▶ Aim a: Can you rewrite the part of the records that opens with the line containing "Annotation guideline: every instance of the mist" and runs through the end of the records, both ends included? Multiply every coordinate in the answers by 0.8 and round to whole numbers, with halves going up. Keep all other lines unchanged, and leave the pictures out.

▶ Text provided:
===

Shakespeare Adaptations Series is Centerpiece of 2007-2008 Season of Free Programs at The New York Public Library for the Performing Arts

Playwrights John Guare and Arthur Laurents, Choreographers Lar Lubovitch and Peter Martins, and Designer Ming Cho Lee among Series Participants

For the 2007-2008 season, a series based on performing arts adaptations of Shakespeare's writings will be one of the major offerings of the public programs at The New York Public Library for the Performing Arts. The series is comprised of readings, seminars, discussions, performances, and screenings, and is inspired by the 50th anniversary of West Side Story, the landmark musical that is based on Shakespeare's Romeo and Juliet (The movie version was filmed on the site of what became the Library for the Performing Arts in 1965.). The New York Public Library for the Performing Arts Dorothy and Lewis B. Cullman Center is located on the Lincoln Center campus at 40 Lincoln Center Plaza. All of the Library's public programs are free and are held in the Library's Bruno Walter Auditorium.

===

▶ Input rows:
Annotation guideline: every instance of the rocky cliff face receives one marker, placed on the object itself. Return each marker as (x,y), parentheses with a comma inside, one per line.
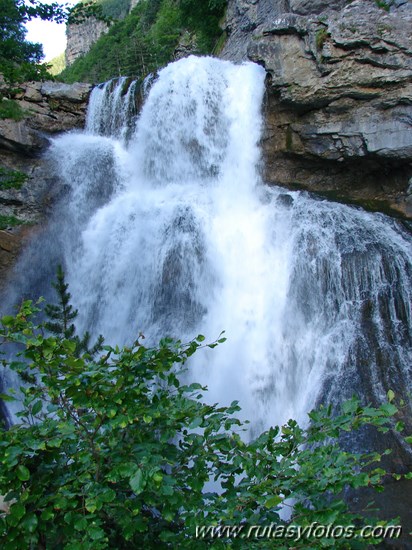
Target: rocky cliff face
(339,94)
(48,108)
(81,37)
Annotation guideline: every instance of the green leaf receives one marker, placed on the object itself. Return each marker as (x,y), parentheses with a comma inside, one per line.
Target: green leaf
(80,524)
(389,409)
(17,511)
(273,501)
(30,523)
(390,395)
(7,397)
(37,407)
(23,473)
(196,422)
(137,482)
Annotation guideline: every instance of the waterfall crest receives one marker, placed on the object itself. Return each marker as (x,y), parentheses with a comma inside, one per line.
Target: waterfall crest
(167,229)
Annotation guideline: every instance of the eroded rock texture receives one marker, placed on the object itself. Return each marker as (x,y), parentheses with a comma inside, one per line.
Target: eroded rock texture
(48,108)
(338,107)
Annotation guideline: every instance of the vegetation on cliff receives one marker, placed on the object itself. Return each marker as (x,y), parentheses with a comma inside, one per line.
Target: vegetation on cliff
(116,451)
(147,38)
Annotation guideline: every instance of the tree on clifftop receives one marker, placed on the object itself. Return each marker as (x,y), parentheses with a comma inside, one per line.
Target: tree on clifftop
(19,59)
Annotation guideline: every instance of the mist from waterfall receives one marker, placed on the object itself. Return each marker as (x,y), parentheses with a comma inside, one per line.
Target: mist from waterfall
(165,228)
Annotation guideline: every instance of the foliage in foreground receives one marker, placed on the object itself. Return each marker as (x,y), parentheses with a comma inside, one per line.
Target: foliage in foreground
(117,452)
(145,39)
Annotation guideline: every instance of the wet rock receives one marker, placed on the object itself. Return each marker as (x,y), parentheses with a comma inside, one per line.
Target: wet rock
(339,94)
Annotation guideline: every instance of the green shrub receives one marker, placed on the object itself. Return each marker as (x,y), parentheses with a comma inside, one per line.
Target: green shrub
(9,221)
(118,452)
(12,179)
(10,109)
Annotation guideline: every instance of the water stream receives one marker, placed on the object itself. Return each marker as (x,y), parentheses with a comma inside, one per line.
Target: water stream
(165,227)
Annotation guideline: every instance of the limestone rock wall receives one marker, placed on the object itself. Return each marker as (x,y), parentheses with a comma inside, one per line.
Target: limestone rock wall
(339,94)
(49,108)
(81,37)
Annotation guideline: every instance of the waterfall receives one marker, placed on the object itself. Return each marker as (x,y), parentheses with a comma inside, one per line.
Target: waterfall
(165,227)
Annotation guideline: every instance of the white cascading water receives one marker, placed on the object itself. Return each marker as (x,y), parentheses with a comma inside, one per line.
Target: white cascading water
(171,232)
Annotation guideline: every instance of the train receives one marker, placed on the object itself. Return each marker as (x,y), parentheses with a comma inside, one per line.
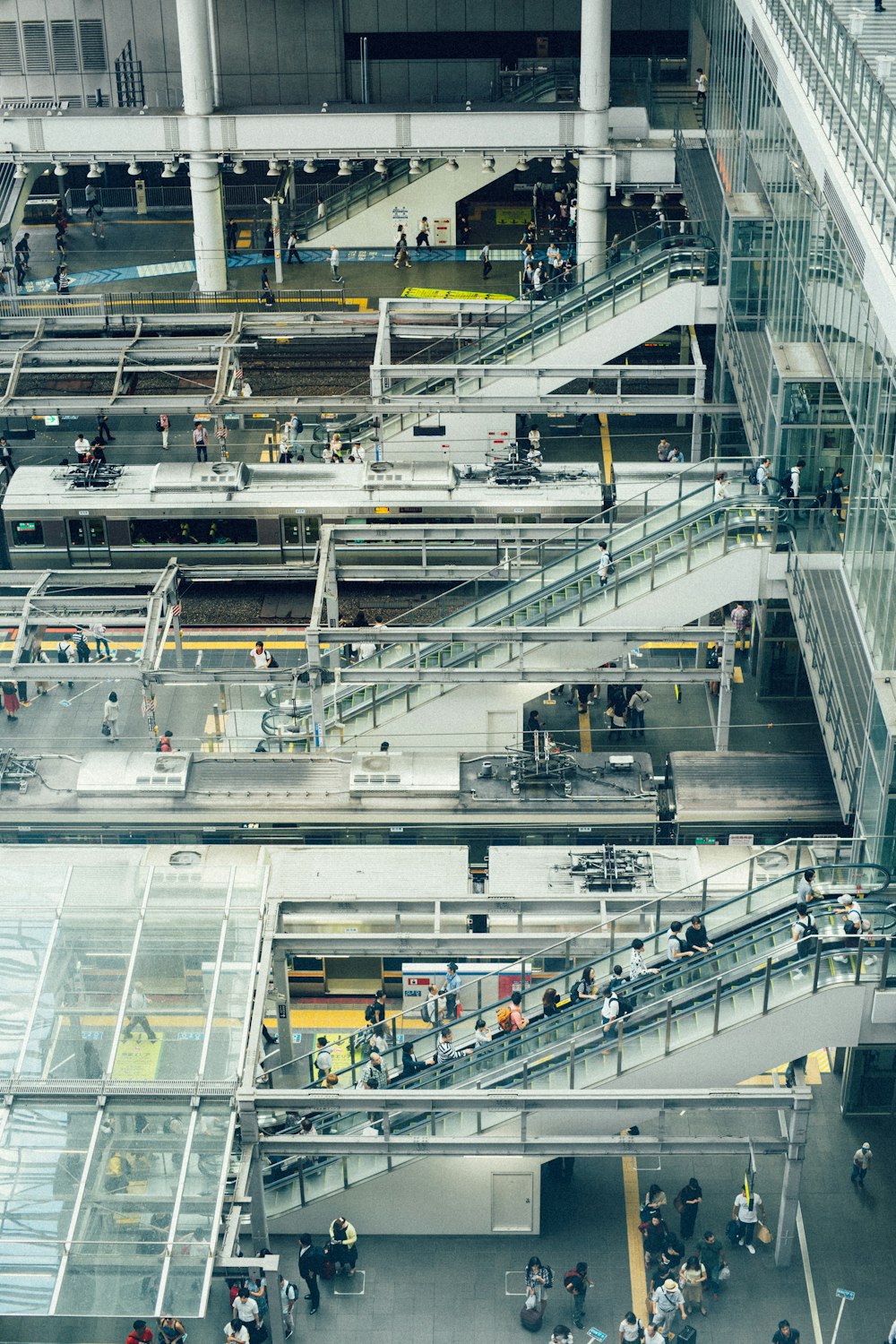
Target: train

===

▶ Aim b: Can you continue the announcement of the Shakespeare adaptations series, picking up after its last sentence?

▶ Written response a:
Annotation guideline: every instance of the mist from waterfall receives one marker, placed on the object itself. Return each marker as (x,y), parentheses with a comma inside, one per line.
Target: mist from waterfall
(132,182)
Annotation guideline: every instance of the foliage in foreground receives one marker, placed on the object itself. Return each marker as (x,y), parentheses with a comma inside, one per line.
Target: foliage in foreground
(94,362)
(116,31)
Annotation guideline: every instance of the wet rock receives one marker, placed on the object itself. Return each marker as (x,y), parentheses with a comma inside, one per line.
Target: wet rock
(271,75)
Annotation guideline: every instance of the green shrub receives one marker, placed on the object itself. Return each marker as (x,y), parentheses with a comma inside, one per line.
Target: green shrub
(7,177)
(94,362)
(10,143)
(8,87)
Annotation guideline: every instance of the water stream receives one marker, placed on the object itself. Return each marker as (x,y), parentheses with a comma inside, one per line.
Target: water stream
(132,182)
Annotation guideline: every instance of the limestone rock wall receives one marker, placed on the object itself. Return each marker as (x,y), parentheses with a comma inside, one per line.
Target: limestone rock wall
(271,75)
(39,86)
(65,30)
Annotation guideline: every instance of the waterfall receives one marker, placed on the object itself. Return each marker as (x,y), parentheses with a comma inside, one per line.
Target: waterfall
(132,182)
Annotation guideline: every instance of the white cascading water receives one marker, placed on the object itself. Return each marker as (x,y), parentheses with a comma inside, one per line.
Target: white cascading water
(137,186)
Annotation guideline: every instance of the train receives one marker, placed on the object itself. Return each marker as (x,y), parentheses with a comma inside, one per line.
Target: train

▶ Written response b:
The series will open on Thursday, September 20 with an appearance by playwright Arthur Laurents, who wrote the book for West Side Story. On Saturday, October 6, Julie Kavanagh, author of the forthcoming book Nureyev: The Life, and critic Robert Greskovic will discuss the superstar ballet dancer and his performances and choreography in such Shakespearean ballets as Hamlet, The Tempest, and Romeo and Juliet. The program also features screenings of excerpts from the Library's collection of Rudolf Nureyev's videos. Peter Martins, Ballet Master in Chief of The New York City Ballet, will discuss his new ballet Romeo and Juliet on Thursday, December 6.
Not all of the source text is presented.